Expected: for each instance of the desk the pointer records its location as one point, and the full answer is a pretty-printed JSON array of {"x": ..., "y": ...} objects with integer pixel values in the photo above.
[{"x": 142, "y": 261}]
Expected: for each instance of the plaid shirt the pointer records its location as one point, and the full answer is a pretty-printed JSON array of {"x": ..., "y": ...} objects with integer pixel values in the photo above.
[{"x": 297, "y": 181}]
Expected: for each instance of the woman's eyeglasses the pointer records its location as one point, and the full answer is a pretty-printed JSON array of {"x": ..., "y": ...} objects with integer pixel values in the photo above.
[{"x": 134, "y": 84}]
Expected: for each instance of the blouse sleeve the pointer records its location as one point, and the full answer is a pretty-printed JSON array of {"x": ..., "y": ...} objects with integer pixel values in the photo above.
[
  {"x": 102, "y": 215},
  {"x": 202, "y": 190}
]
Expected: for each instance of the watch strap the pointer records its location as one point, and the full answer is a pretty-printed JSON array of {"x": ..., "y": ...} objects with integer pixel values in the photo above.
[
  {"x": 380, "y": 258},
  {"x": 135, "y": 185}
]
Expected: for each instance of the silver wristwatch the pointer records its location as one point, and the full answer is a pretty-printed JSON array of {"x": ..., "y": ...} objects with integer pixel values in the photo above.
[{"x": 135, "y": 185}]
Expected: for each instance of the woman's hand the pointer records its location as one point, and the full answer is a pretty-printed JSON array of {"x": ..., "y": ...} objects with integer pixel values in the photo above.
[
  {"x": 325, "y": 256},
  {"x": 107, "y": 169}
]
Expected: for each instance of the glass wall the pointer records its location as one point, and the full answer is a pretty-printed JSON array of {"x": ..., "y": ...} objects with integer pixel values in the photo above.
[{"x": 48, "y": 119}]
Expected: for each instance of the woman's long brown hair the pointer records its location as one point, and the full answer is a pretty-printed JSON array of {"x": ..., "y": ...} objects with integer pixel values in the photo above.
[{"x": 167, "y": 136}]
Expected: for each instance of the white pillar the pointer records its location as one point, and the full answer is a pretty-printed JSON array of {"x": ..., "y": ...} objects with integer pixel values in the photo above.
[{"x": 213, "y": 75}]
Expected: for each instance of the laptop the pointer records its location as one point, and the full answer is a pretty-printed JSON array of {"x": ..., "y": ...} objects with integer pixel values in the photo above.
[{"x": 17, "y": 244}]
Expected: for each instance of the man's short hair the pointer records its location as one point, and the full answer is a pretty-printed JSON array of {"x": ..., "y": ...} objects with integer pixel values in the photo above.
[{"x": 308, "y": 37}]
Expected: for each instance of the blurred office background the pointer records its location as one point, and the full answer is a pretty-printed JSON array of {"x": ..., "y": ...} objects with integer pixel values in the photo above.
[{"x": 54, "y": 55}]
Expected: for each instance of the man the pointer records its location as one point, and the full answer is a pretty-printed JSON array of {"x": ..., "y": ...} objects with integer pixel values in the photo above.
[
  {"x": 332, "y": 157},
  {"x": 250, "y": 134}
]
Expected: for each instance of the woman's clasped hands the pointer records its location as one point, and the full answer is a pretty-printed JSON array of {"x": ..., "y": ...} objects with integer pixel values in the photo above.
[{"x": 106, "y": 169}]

----

• _The problem_: Quote exactly and only the lines from the one holding "Expected: for each instance of the man the" through the end of the data.

• _Response to the task_:
Expected: for each instance of the man the pointer records its location as one point, and the full answer is a pretty-printed JSON array of {"x": ..., "y": ...} objects with integer pixel values in the photo above.
[
  {"x": 332, "y": 157},
  {"x": 250, "y": 134}
]
Expected: for each instance of the woman's clasped hands the pointer records its location as one point, and the full answer is a pretty-printed JSON array of {"x": ..., "y": ...} objects with integer pixel values in the photo above.
[{"x": 106, "y": 169}]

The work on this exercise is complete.